[Excerpts from point annotation data]
'''
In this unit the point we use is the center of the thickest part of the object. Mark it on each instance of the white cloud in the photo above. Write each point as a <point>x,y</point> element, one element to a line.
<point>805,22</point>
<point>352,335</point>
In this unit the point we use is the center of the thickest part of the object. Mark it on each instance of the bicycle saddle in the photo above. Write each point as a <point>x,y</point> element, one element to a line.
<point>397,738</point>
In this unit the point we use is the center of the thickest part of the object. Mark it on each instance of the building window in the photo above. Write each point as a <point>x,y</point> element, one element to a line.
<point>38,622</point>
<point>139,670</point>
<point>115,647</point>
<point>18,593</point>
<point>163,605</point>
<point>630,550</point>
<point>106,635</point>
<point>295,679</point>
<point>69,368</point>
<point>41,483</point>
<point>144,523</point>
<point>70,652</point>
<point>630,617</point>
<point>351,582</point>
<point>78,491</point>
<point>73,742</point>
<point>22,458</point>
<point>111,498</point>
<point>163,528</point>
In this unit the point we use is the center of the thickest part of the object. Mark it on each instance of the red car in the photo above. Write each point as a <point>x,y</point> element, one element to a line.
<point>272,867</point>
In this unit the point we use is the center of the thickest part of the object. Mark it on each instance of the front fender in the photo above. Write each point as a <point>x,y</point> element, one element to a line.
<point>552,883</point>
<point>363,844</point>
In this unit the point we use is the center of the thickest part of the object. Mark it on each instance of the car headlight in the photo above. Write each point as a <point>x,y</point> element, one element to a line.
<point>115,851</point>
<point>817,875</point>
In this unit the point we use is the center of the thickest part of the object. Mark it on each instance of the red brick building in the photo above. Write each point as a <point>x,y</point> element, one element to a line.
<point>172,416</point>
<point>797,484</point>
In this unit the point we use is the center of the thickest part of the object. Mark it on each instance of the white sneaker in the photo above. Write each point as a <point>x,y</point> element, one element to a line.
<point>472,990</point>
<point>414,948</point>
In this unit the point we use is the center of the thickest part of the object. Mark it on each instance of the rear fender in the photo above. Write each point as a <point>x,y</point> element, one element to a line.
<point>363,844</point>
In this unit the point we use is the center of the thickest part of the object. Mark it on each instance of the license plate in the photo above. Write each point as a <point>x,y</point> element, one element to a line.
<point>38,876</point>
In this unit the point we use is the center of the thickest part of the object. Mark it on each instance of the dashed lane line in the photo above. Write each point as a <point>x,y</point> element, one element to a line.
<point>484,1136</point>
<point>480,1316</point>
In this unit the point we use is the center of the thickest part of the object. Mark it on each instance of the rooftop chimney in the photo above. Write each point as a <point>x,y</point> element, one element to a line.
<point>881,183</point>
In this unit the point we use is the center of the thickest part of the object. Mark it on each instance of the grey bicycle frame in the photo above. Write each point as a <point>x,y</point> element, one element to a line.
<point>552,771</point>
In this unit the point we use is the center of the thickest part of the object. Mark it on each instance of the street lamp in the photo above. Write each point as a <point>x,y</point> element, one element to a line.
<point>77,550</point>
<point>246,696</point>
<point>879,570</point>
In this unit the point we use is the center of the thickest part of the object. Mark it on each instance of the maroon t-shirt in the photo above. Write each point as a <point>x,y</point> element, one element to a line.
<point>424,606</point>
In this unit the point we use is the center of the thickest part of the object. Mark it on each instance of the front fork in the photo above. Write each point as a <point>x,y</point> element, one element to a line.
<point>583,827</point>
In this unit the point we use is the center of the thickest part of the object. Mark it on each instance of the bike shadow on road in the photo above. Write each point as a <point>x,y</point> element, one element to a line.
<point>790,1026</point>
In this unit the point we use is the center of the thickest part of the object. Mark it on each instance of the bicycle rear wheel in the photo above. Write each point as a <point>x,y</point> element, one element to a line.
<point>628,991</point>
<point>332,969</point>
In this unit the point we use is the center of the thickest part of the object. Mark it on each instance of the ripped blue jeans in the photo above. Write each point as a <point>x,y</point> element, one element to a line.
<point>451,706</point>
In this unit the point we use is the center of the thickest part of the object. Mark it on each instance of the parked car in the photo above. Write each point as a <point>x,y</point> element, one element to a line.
'''
- THE TASK -
Recopy all the lines exactly as they appear.

- THE COMPLETED TASK -
In this unit the point we use is the center of the thickest part of the object. Mark it on each instance of the white cloud in the photo above. Write each point as a <point>x,y</point> element, one element to a line.
<point>805,22</point>
<point>352,335</point>
In this unit the point we use is the center of the thickest part of the object. Mark it on each instance of the bicycle saddle in the photo above. Write each point as a <point>x,y</point> element, one element to a line.
<point>397,738</point>
In this unit the point we use is the center of the thickest part of the object. Mark it on each instance of the building window in the photo above. Write each point as a <point>x,y</point> element, one element to a line.
<point>38,622</point>
<point>139,670</point>
<point>115,647</point>
<point>18,593</point>
<point>163,605</point>
<point>630,550</point>
<point>106,635</point>
<point>295,679</point>
<point>69,368</point>
<point>41,483</point>
<point>144,523</point>
<point>70,652</point>
<point>630,617</point>
<point>351,582</point>
<point>78,491</point>
<point>73,742</point>
<point>22,458</point>
<point>111,498</point>
<point>163,528</point>
In this unit the point we use is the center of the thickest part of the object. Mark it on each instance of the red car in the photo above. Write each point as a <point>x,y</point> element, one element to a line.
<point>272,867</point>
In this unit the point we use is the center of the thickest part of the object. Mark it on each instance of the front fender in the photo above. Write each point as a <point>x,y</point> element, one element to a line.
<point>552,883</point>
<point>363,844</point>
In this unit the point we use is the center of the thickest part of the object. Mark it on each instance of the car headlight in the photo above. Write each point as a <point>x,y</point> element, one element to a line.
<point>115,851</point>
<point>817,875</point>
In this unit the point we use is the center of the thickest part of the object. Mark it on each instance of the red brick building in the photo above. Write each point as a <point>x,y</point> element, one element to a line.
<point>172,416</point>
<point>797,484</point>
In this unit the point we use is the center of the thickest part of the object. Mark it on each instance of the white sneaker in the photo above. Write each point as a <point>x,y</point> element, one element to a line.
<point>472,990</point>
<point>414,948</point>
In this unit the point we use is the center of the thickest part of the object. Mark it on each instance of the rear fender in the photo above. Write each point as a <point>x,y</point> element, one element to a line.
<point>363,844</point>
In this unit the point we use is the center of the thickest part of the object. Mark it on each instance of the license plate in the photo above. Write each point as a <point>x,y</point> element, one element to a line.
<point>38,876</point>
In this unit the point we use is the center of the thickest part of the object. Mark it on each instance of the dashed lane line in the photo above. Write each point as a <point>x,y</point> element, one element to a line.
<point>484,1136</point>
<point>480,1316</point>
In this unit the point we use is the center of the thickest part of the object. Mark it on each instance of the rooftop chimney in the photo above. Write each point as a <point>x,y</point> element, one element to a line.
<point>881,183</point>
In this unit the point we use is the center of the thickest part of the object. Mark it on each instance of the grey bicycle frame in the photo above. Write each point as a <point>x,y</point> element, one element to a line.
<point>552,771</point>
In this unit the point we use is the center of the thickest part of the object. Mark it on each instance of the street lamp in the photo above. Write each point as a <point>x,y</point> element, one element to a line.
<point>77,550</point>
<point>246,696</point>
<point>879,570</point>
In this unit the point we use is the center of the thickest part of the object. Mark it on each instance of the maroon t-shirt in the photo above. Write each point as a <point>x,y</point> element, one element to a line.
<point>424,606</point>
In this unit the point we use is the center of the thickest part of the object. Mark it on each instance of the front fork in the photo above. Write each point as a <point>x,y</point> element, one element to a line.
<point>583,827</point>
In this unit the point we use is the center of the thickest part of the object. Mark it on each instance of the bike shadow on road in the photo above. Write each point as a <point>x,y</point> element, one element to a line.
<point>790,1026</point>
In this unit the point we use is the center of the thickest part of the object. Mark it on each instance of the bicycle rear wheel in the photo above. Write each point as a <point>x,y</point> element, one element to a line.
<point>628,991</point>
<point>332,969</point>
In this unit the point we use is the center of the thickest part of the object. Mark it on each instance of the ripped blue jeans in the photo above. Write each point as a <point>x,y</point> element, one element to a line.
<point>451,706</point>
In this unit the point we use is the center of the thickest part of the object. Mark it on each instance of the parked car in the photo above. Write each point as a <point>x,y</point> element, one element to a line.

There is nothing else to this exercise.